**What to produce:**
Report how many lines in the entries below contain the string "pixel", with case counting. Give only the number.

**Data for this task:**
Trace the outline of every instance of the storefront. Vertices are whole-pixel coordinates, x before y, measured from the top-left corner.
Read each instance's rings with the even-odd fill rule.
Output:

--

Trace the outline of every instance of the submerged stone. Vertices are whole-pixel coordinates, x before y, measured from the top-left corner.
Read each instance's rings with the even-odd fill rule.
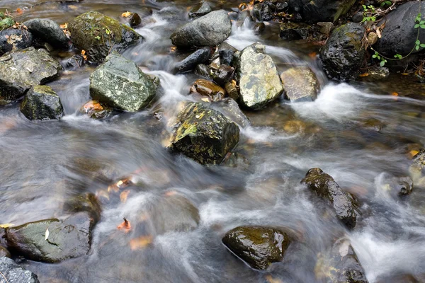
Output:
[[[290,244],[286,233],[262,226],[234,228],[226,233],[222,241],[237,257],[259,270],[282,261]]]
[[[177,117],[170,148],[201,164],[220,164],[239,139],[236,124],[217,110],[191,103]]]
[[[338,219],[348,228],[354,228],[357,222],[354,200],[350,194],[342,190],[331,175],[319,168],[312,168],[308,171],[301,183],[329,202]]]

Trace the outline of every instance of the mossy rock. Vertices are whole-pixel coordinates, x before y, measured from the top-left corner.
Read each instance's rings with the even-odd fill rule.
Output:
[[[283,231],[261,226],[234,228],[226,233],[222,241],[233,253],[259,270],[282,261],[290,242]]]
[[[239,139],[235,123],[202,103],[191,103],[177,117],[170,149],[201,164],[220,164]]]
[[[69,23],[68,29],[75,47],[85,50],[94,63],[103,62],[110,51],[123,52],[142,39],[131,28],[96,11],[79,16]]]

* * *

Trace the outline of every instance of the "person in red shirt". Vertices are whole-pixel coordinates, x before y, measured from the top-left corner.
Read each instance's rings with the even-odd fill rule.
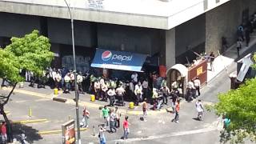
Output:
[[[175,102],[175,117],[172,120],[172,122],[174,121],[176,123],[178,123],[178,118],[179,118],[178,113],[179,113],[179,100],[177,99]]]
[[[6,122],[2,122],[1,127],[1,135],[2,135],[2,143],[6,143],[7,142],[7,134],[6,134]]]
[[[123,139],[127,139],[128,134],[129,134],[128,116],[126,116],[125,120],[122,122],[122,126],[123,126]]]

**The response:**
4